**Exercise directions:** Repeat the material exactly as it appears.

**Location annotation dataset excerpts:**
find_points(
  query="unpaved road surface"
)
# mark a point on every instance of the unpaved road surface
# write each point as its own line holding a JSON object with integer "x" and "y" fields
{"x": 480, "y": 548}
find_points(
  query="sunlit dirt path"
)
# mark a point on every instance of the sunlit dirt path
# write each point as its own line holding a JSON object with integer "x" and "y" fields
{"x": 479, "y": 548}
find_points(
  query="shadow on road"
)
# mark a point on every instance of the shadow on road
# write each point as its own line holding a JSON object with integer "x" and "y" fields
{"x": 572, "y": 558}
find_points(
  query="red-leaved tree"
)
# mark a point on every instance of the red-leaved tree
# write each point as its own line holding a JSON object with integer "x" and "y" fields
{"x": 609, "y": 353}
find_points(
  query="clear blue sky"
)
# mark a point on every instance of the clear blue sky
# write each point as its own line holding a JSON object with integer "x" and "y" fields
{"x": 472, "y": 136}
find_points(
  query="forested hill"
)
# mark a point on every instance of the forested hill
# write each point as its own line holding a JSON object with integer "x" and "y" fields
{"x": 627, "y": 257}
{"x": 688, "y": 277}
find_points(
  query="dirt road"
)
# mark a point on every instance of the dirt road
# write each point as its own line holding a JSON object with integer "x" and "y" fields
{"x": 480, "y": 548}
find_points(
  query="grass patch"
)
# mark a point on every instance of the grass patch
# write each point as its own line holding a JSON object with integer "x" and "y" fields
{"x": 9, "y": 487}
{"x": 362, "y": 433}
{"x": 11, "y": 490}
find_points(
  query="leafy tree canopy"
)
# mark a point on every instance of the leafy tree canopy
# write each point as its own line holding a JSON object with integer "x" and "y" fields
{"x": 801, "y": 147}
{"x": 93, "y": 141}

**Full output:**
find_points(
  query="unpaved road surface"
)
# mark a point on every instance of the unpaved road surface
# write each point as its own line holding a JSON object with integer "x" and "y" fields
{"x": 480, "y": 548}
find_points(
  query="sunlit dirt path"
)
# mark a point on every instance of the sunlit dirt path
# write each point as its own line holding a JSON object with integer "x" and "y" fields
{"x": 479, "y": 548}
find_points(
  query="shadow on road"
)
# mark a point on every instance of the shadow on road
# write each point as its own line holding a JSON object with integer "x" and "y" fields
{"x": 572, "y": 558}
find_points(
  query="red-leaved tree"
)
# mark a point on every instance of the red-leaved tree
# write each point as its own line holding a JSON object with integer "x" and "y" fields
{"x": 609, "y": 353}
find_points(
  query="clear blue sky"
)
# mark a point on every instance of the clear blue sky
# write each point as its own line holding a JSON object with integer "x" and "y" fields
{"x": 472, "y": 136}
find_points(
  query="forested hill"
)
# mark a point on every instance of the forested hill
# write each point as its own line holding a JSON object with integer "x" and "y" fields
{"x": 627, "y": 257}
{"x": 688, "y": 277}
find_points(
  query="dirt road"
)
# mark a point on every instance of the dirt road
# write each point as its own line holding a JSON object with integer "x" and "y" fields
{"x": 480, "y": 548}
find_points(
  query="grass patch"
)
# mark a point on every instance of the grass patch
# write each point as its own line holding a JSON object with integer "x" and "y" fields
{"x": 9, "y": 487}
{"x": 362, "y": 433}
{"x": 11, "y": 490}
find_points(
  query="leafy tree canopy"
)
# mark a point on every instance of the leafy tree canopy
# write each point as its own line holding a JSON object with integer "x" and "y" fields
{"x": 801, "y": 147}
{"x": 93, "y": 141}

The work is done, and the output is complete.